● SET EXERCISE 1: Rewrite the character recognition text from "To attempt to" to "the above disadvantages.", changing "primitives" to "basic strokes" each time it appears.
● SET EXERCISE 2: Show each line of the records that contains the word "below".

● TEXT TO READ:
start
Moreover, the number of predetermined fundamental strokes or primitives used in this apparatus has typically been chosen to be five or less or twenty or more. By using only five fundamental primitives in the sub-set to form every ideographic
character in the language a problem exists in that a large number of different ideographic characters are formed from the identical set of primitives even though the ideographic characters are unique in appearance. This results in the decreased ability
of the apparatus to distinguish between different ideographic characters.
To attempt to overcome this problem, twenty or more distinct primitives have been included in the sub-set. However, the same problem still exists in that different ideographic characters are still formed from the identical series of primitives
although the occurrence of a set of primitives representing more than one ideographic character is reduced. However, by increasing the number of primitives in the sub-set, another problem exists in that the processing time of the apparatus is further
increased.
Furthermore, still yet another problem exists in that typically these devices are capable of detecting characters written in one language and do not permit multi-language character detection. Accordingly, there is a need for an improved
character recognition apparatus.
It is therefore an object of the present invention to obviate or mitigate the above disadvantages.
end
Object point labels
start
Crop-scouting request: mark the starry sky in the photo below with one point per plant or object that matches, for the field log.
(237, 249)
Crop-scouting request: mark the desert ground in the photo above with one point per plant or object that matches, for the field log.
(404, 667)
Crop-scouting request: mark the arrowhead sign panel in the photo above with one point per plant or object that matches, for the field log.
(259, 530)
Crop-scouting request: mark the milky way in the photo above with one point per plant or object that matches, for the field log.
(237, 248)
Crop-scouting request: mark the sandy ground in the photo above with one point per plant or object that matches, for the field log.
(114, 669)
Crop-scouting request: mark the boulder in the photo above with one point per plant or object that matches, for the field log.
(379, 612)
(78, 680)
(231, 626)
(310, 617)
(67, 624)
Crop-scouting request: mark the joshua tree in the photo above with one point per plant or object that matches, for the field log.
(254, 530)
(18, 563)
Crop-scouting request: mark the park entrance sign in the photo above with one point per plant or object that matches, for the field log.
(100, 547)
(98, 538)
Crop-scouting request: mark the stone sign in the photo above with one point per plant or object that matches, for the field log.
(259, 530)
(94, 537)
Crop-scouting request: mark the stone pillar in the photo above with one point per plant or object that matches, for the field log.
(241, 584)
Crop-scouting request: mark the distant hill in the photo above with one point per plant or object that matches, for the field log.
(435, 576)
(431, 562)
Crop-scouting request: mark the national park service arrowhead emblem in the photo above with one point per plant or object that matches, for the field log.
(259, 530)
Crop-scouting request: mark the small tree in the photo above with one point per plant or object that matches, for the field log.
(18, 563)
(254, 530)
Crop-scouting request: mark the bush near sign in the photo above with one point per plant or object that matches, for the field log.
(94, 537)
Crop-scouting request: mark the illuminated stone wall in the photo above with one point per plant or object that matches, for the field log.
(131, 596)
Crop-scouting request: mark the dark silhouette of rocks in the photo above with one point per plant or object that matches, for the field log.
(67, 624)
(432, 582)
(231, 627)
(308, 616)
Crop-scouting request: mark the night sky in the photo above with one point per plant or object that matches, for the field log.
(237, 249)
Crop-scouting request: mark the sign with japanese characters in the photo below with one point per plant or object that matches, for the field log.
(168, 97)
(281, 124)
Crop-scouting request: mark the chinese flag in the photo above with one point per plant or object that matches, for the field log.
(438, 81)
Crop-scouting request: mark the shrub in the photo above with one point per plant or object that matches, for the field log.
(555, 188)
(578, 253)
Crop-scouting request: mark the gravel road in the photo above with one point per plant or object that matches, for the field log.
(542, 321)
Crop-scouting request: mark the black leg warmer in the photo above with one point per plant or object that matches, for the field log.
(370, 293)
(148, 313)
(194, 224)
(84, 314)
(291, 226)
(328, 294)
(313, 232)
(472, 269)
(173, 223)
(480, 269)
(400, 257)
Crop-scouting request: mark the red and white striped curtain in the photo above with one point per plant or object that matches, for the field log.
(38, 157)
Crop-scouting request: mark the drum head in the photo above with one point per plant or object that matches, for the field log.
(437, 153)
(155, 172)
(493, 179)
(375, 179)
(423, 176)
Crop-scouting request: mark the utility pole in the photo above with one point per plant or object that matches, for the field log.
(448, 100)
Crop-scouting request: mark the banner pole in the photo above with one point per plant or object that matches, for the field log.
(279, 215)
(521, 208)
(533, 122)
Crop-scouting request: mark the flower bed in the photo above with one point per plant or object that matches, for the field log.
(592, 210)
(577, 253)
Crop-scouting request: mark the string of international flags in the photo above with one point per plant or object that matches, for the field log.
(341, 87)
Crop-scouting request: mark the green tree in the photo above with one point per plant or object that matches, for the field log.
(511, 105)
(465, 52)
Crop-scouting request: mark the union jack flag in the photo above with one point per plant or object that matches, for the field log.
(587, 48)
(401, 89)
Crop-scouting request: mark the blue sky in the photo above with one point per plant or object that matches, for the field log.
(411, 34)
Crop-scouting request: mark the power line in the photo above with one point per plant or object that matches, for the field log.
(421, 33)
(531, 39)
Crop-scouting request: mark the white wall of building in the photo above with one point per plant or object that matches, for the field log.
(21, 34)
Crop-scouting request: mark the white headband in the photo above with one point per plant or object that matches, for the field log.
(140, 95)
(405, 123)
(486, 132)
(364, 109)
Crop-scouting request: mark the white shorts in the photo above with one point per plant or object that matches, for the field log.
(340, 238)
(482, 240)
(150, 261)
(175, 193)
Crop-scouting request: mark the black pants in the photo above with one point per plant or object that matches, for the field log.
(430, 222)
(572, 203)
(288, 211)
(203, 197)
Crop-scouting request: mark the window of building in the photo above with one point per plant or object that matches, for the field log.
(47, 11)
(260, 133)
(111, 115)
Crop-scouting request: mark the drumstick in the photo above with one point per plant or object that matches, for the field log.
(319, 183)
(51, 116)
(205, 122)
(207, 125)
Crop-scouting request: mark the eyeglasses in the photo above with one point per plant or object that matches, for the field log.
end
● CORRECT ANSWER 1:
To attempt to overcome this problem, twenty or more distinct basic strokes have been included in the sub-set. However, the same problem still exists in that different ideographic characters are still formed from the identical series of basic strokes
although the occurrence of a set of basic strokes representing more than one ideographic character is reduced. However, by increasing the number of basic strokes in the sub-set, another problem exists in that the processing time of the apparatus is further
increased.
Furthermore, still yet another problem exists in that typically these devices are capable of detecting characters written in one language and do not permit multi-language character detection. Accordingly, there is a need for an improved
character recognition apparatus.
It is therefore an object of the present invention to obviate or mitigate the above disadvantages.

● CORRECT ANSWER 2:
Crop-scouting request: mark the starry sky in the photo below with one point per plant or object that matches, for the field log.
Crop-scouting request: mark the sign with japanese characters in the photo below with one point per plant or object that matches, for the field log.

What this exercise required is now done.